Coordinate labeling data:
----

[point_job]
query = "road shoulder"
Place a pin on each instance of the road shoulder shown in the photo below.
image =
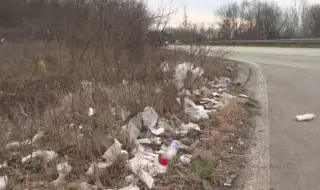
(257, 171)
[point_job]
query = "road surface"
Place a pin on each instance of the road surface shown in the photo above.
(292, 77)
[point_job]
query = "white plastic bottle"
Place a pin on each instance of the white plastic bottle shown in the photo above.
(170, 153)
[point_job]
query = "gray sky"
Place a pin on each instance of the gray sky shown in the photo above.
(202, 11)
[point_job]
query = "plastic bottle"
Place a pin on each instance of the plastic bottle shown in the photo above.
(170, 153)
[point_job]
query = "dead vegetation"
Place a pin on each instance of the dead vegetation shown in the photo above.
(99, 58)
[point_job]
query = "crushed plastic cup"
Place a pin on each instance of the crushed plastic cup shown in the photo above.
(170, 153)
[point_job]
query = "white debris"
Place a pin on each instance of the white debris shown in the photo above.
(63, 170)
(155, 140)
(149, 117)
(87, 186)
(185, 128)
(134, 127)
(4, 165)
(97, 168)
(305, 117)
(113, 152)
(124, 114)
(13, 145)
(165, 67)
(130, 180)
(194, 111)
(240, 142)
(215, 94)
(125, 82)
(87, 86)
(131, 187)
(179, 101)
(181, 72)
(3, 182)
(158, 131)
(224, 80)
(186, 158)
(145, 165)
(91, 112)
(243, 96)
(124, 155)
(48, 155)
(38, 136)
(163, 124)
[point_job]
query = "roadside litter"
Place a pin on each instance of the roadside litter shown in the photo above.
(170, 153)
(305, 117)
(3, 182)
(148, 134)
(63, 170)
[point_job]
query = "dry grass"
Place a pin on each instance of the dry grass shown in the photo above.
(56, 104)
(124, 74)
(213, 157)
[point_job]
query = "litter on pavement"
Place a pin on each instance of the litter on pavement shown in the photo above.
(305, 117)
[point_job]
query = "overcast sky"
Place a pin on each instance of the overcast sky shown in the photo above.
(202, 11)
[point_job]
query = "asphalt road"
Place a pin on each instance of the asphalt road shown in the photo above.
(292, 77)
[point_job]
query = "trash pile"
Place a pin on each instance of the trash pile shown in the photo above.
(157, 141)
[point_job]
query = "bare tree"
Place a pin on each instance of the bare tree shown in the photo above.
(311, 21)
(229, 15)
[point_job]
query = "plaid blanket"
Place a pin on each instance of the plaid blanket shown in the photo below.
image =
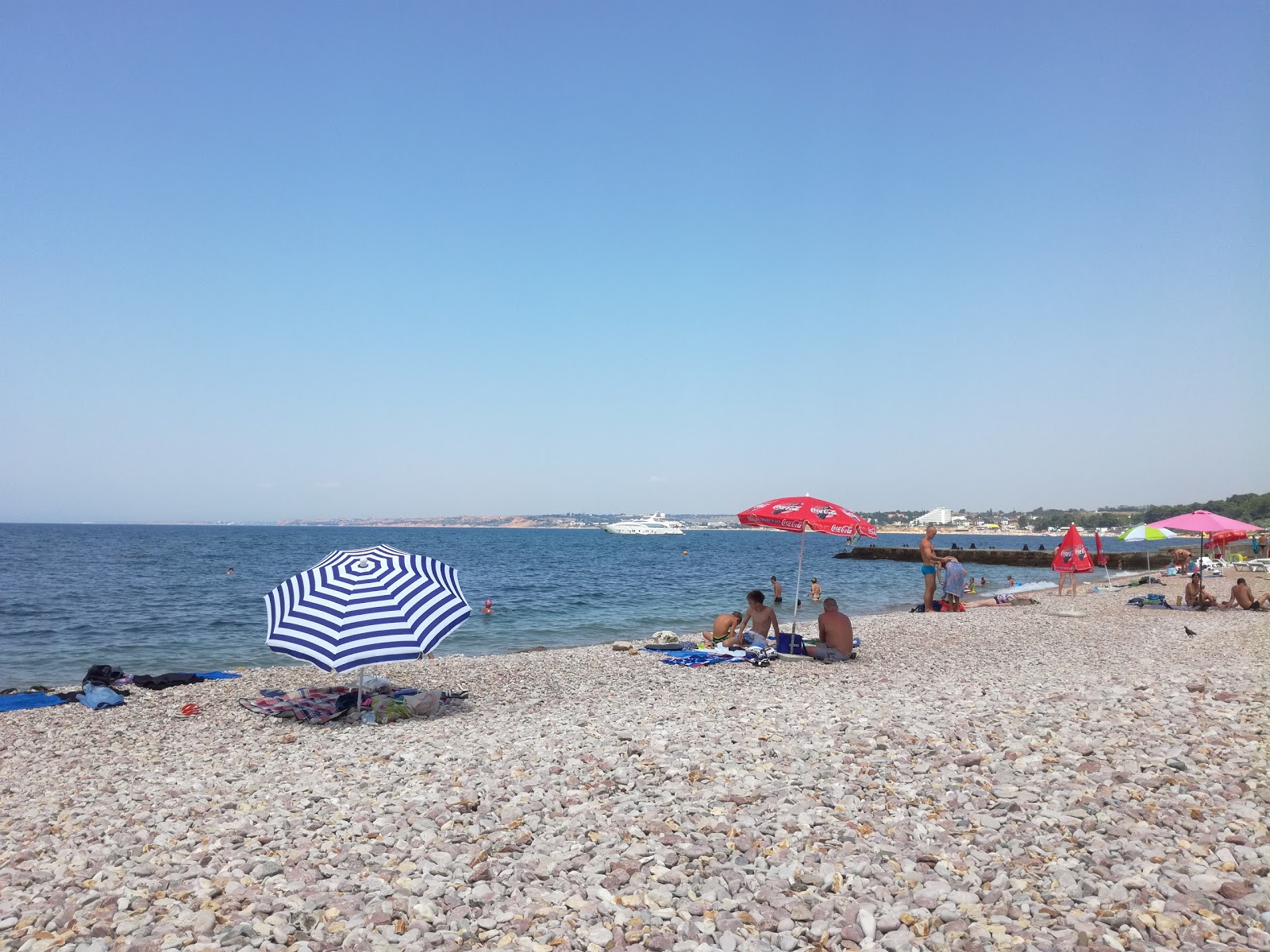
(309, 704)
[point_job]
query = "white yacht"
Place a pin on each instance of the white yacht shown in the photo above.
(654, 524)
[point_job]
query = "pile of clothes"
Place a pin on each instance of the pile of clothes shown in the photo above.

----

Do this –
Leave the pictures out, and transcribe each of the records exactly.

The result –
[point_job]
query = "road shoulder"
Place a pin on each instance of the road shoulder shown in the photo below.
image =
(257, 171)
[point_job]
query = "road surface"
Place a pin on each instance of the road surface shown in the photo above.
(292, 77)
[point_job]
query = "white plastic bottle"
Place a pin on each instance of the white plastic bottle shown in the photo above.
(170, 153)
[point_job]
query = "gray sky"
Place a pin on each instance of the gray sky shown in the photo above.
(202, 11)
[point_job]
query = "plastic bottle"
Place a pin on each instance of the plastic bottle shown in the photo above.
(170, 153)
[point_job]
query = "dead vegetation"
Place a pin on each instance of the dead vegetation shown in the photo above.
(99, 58)
[point_job]
query = "crushed plastic cup"
Place a pin on each instance of the crushed plastic cup shown in the photo above.
(170, 153)
[point_job]
query = "white debris"
Place a pin on each instance of the white debris shown in the photo above.
(63, 170)
(155, 140)
(149, 117)
(87, 186)
(185, 128)
(134, 127)
(4, 165)
(97, 168)
(305, 117)
(113, 152)
(124, 114)
(13, 145)
(165, 67)
(130, 180)
(194, 111)
(240, 142)
(215, 94)
(125, 82)
(87, 86)
(131, 187)
(179, 101)
(181, 72)
(3, 182)
(158, 131)
(224, 80)
(186, 158)
(145, 165)
(91, 112)
(243, 96)
(124, 155)
(48, 155)
(38, 136)
(163, 124)
[point_job]
query = "roadside litter"
Place a pin on each instance of the roadside litter shown in the photo above.
(170, 153)
(305, 117)
(3, 182)
(148, 134)
(63, 170)
[point_job]
query = "dry grass"
Place a pin on each instance of the dry grass shown in the photo above.
(56, 104)
(124, 74)
(213, 157)
[point_job]
query = "litter on pavement"
Place a pin on each instance of the litter on pavement shown in the photo above.
(305, 117)
[point_job]
query = "overcast sky"
Place a pin on each instance of the overcast sky shown in the photo above.
(202, 11)
[point_job]
query = "asphalt road"
Place a pin on each instance of the asphalt road shown in the photo above.
(292, 77)
[point_job]
query = "trash pile"
Place a pin on each instance of the trash pile shown in the photo above.
(157, 141)
[point_job]
query = "bare tree"
Place a pin on each instance of the bare tree shown in the photo above.
(311, 21)
(229, 15)
[point_job]
query = "plaid blanket"
Place a pin on each instance of the plaid blanket shown in the photo below.
image =
(309, 704)
[point_job]
query = "white yacht"
Place a pin on each instance of the white yacht shown in the photo above.
(654, 524)
[point_job]
query = "pile of clothes"
Place a pin on each instance of the pile of clothes shown in the photo above.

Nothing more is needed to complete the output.